# [Entries taken from a collection]
◇ ◇ ◇ ◇ ◇ ◇ ◇

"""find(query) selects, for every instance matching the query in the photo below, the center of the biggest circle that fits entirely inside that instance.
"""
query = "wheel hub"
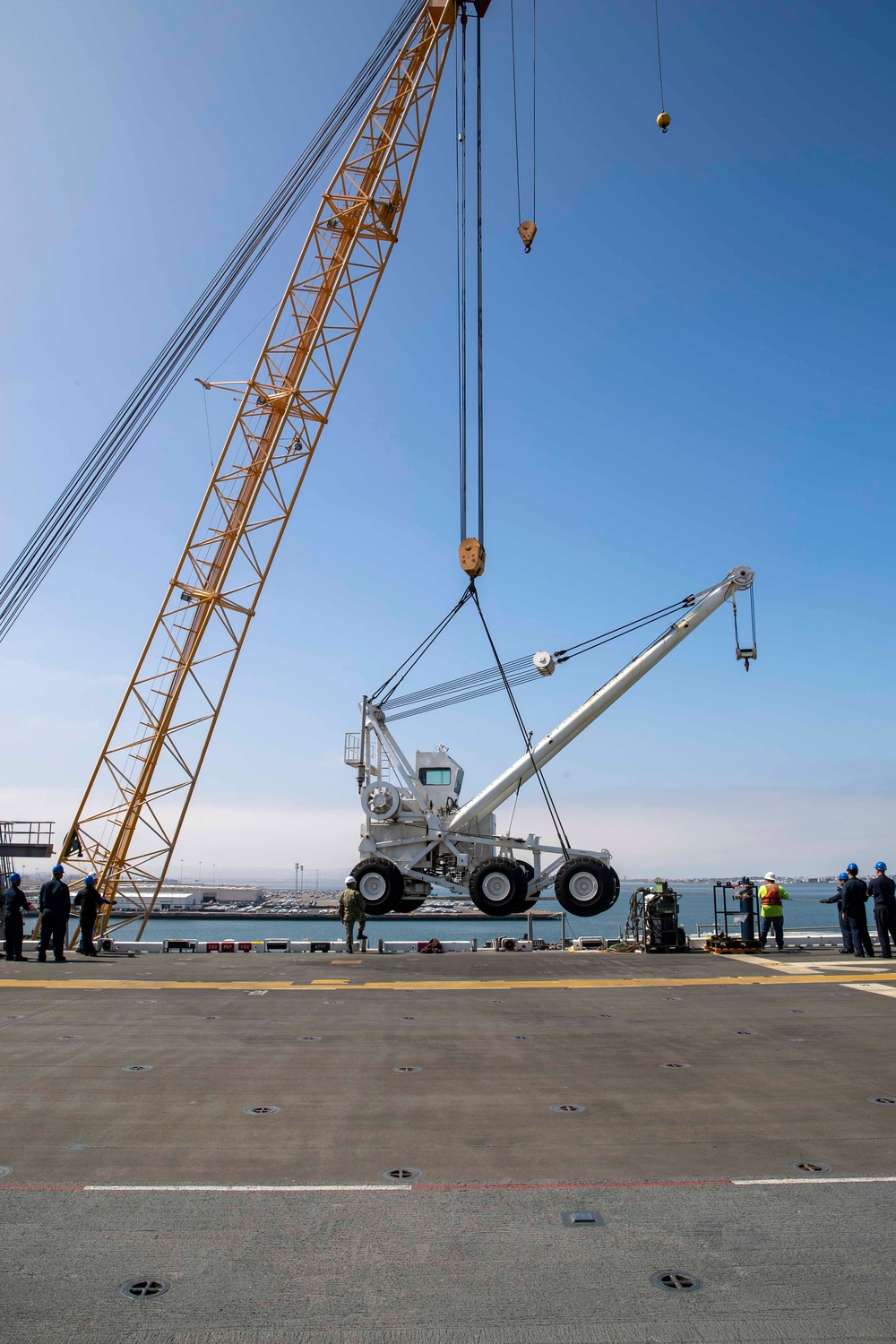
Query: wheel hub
(497, 886)
(584, 886)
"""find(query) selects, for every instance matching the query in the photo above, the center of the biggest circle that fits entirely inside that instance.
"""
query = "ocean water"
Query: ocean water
(801, 911)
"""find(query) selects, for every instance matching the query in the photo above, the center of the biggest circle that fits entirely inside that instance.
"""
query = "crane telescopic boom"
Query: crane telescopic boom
(704, 604)
(134, 808)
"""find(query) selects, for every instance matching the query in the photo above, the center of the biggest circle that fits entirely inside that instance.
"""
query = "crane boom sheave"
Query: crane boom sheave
(134, 804)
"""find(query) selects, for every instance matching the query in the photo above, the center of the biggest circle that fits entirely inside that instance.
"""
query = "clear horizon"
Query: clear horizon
(692, 370)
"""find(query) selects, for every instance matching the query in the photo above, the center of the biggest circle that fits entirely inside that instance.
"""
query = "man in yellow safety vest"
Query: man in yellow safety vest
(771, 911)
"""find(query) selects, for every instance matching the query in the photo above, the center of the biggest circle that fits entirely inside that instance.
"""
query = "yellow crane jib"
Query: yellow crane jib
(134, 808)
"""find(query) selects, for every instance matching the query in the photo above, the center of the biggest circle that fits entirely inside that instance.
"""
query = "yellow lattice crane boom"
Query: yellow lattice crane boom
(134, 808)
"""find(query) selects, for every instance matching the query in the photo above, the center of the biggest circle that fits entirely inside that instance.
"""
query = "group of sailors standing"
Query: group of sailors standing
(852, 895)
(56, 909)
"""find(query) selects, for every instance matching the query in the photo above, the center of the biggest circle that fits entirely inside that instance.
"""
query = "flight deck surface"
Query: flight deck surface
(704, 1080)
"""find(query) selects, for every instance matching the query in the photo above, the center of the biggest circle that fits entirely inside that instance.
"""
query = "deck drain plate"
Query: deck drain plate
(139, 1289)
(676, 1282)
(402, 1174)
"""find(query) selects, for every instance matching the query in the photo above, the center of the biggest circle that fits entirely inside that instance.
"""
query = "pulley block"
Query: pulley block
(471, 556)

◇ ◇ ◇ ◇ ◇ ◇ ◇

# [Your instructions]
Repeat each entry exactly. Pictures do not belong in the copy.

# [Solution for this task]
"""find(query) selects, for every instance matching the query in the photo below, the center of the biggest circle that fits entirely inside that instance.
"""
query = "wheel hub"
Query: wheel hub
(497, 886)
(584, 886)
"""find(query) selects, for every instance matching the query in the photo above, the center of the biggest circle that fits entirely inside that instance.
"""
query = "ocean water"
Query: ocean water
(801, 911)
"""find(query) selects, for every instance matching the query in the photo above, the center of the biggest circle that fits entirely inside that instance.
"""
query = "crane telescopic boom"
Query: crane telescopic boom
(704, 604)
(134, 808)
"""find(query) selects, for every instance matching the query in the photo above, the center of the biggest circle that fits entirely inside that instance.
"""
query = "crane boom sheave"
Query: crane boom sheave
(134, 804)
"""find(query) selects, for every instance matching the query in the photo above, the center of the biggest circle that fits entirely inside that instance.
"""
query = "clear horizon"
Query: clear horizon
(692, 370)
"""find(query) selects, for every instance matching the query in the photo above, the center of the biggest circle that fits entirely inside that instance.
"""
query = "man in yellow safety vest"
Query: man in yellow safety vest
(771, 911)
"""find(query) selects, for every instance matching the query in the photo above, the center of the biggest circle that fits entirely inside that instance.
"""
query = "yellow crane jib"
Query: yellow crane jib
(134, 808)
"""find(query) selects, for every instance matching the query in the photo above, the center of the biggest circle that fits entirely inside that instance.
"""
query = "yellow lattice crane boom"
Query: yellow lattice crane boom
(134, 808)
"""find(query) selects, for every instance matching the query in the photo above, the center of the biggest circle that fits entirely inside that instance.
"""
query = "group of sailors standing"
Query: group of sailors standing
(852, 895)
(56, 909)
"""find(query) selects, for every instance matching the query in the photo above, the center of the biggest circle that fits entirely inside that instance.
"""
query = "flight deck surface"
Query: flight deck surface
(704, 1080)
"""find(query) selects, for every instance matching the query in the photo above, the center of the biggest circle that fits entirely inside that instance.
"""
query = "deck drain plate"
Query: deck drain plate
(139, 1289)
(676, 1282)
(402, 1174)
"""find(query) selects, for every instance matching the query in the photo above, the center of the biggest circle that fits entirely inside that instance.
"""
query = "pulley block"
Query: pulley block
(471, 556)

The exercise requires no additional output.